#### [WHAT IS REQUIRED]
Set down all of the data that follows, keeping every character.

(Stored items from a collection)

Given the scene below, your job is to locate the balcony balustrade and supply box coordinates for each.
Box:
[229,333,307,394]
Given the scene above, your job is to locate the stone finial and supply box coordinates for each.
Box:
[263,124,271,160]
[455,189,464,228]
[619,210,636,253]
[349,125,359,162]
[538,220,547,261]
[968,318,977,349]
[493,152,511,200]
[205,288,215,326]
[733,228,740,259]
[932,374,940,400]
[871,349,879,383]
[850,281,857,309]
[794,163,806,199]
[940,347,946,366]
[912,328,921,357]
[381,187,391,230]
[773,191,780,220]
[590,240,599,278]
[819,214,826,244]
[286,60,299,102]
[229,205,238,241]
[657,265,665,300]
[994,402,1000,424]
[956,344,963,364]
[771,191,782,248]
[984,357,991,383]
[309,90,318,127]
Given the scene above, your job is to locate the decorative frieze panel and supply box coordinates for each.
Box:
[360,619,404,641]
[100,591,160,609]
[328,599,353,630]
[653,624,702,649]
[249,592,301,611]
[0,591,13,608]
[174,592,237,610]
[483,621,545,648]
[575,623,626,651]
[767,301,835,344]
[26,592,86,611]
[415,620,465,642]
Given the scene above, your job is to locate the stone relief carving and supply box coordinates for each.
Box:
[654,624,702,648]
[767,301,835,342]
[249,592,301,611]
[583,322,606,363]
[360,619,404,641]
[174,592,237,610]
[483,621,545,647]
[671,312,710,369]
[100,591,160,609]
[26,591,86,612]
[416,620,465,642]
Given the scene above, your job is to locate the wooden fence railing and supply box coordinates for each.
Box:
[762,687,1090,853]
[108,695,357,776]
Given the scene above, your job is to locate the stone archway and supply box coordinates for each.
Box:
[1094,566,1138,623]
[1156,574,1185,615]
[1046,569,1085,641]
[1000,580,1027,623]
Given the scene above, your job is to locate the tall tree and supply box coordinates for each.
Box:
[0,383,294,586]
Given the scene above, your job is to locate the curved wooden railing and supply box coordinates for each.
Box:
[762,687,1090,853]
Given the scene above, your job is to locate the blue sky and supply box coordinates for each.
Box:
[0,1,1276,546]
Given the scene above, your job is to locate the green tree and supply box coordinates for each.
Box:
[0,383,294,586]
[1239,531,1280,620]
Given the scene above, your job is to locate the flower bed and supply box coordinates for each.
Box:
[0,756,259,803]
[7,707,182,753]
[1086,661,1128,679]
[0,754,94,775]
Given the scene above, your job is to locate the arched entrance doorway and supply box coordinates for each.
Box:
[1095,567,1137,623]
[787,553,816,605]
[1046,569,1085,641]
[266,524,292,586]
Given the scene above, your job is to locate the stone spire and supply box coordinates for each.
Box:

#### [EXERCISE ANSWER]
Given the scene below, your job is to locate the balcony balustrade and supply box coordinates for each.
Box:
[229,333,307,394]
Given the scene above, your job is to locate the stone finial and supply box coordinates for each.
Box:
[263,124,271,160]
[455,189,464,228]
[619,210,636,253]
[349,125,359,162]
[538,220,547,261]
[968,318,977,349]
[493,152,511,200]
[205,288,215,326]
[733,228,740,259]
[932,374,940,400]
[871,349,879,383]
[850,281,857,309]
[794,163,806,199]
[940,347,946,366]
[912,328,921,357]
[381,187,391,230]
[773,191,780,220]
[590,240,599,278]
[819,214,826,244]
[286,60,299,102]
[229,205,238,241]
[657,265,665,300]
[994,402,1000,424]
[956,344,963,364]
[771,191,782,248]
[984,357,991,383]
[309,90,318,127]
Given the scene above, your job is to locate the decorative frieze panel and supply box coordinates for each.
Box:
[360,619,404,641]
[100,591,160,609]
[328,599,353,630]
[653,624,702,649]
[249,592,301,611]
[0,591,13,608]
[174,592,237,610]
[483,621,545,648]
[575,623,626,651]
[767,301,835,344]
[26,592,86,611]
[415,620,465,642]
Given the scene above, your job is to locate the stone relief carving and supply box coordinates for each.
Box:
[654,624,702,648]
[767,301,835,342]
[249,592,301,611]
[583,322,606,363]
[360,619,404,641]
[174,592,237,610]
[483,621,545,647]
[671,312,710,369]
[100,591,160,609]
[26,591,86,612]
[416,620,465,642]
Given the scene above, your job is to locate the wooden fence railing and supply box coordinates for each.
Box:
[762,687,1090,853]
[108,695,357,776]
Given the scene above, your job is to locate the stone archway and supply box coordinates for each.
Box:
[1094,566,1138,623]
[1156,574,1185,615]
[1046,569,1085,641]
[1000,580,1027,623]
Given the scene above, your job is to locate the tall tree and supply box coordinates for each.
Box:
[0,383,294,586]
Given the scene above, your job is to locate the curved wooden railing and supply box coordinates for each.
Box:
[762,687,1090,853]
Given the scene above, your job is to locate the blue sky and supply box coordinates for each.
Box:
[0,1,1276,546]
Given the scene above, your job is to locate the green tree and supply box coordinates for each.
Box:
[0,383,294,586]
[1239,531,1280,620]
Given the scene above, your job is to locate the flower bed and supply box coordinates for each.
Box:
[0,756,259,803]
[7,707,182,753]
[1086,661,1128,679]
[0,754,94,775]
Given the scene above, your job is to locate the arched entrance doorway and supply box coordinates for each.
Box:
[1095,567,1137,623]
[787,553,816,605]
[1046,569,1085,641]
[266,524,292,586]
Given the scene above, your job is to locate the stone spire and supply box coordinates for each.
Box:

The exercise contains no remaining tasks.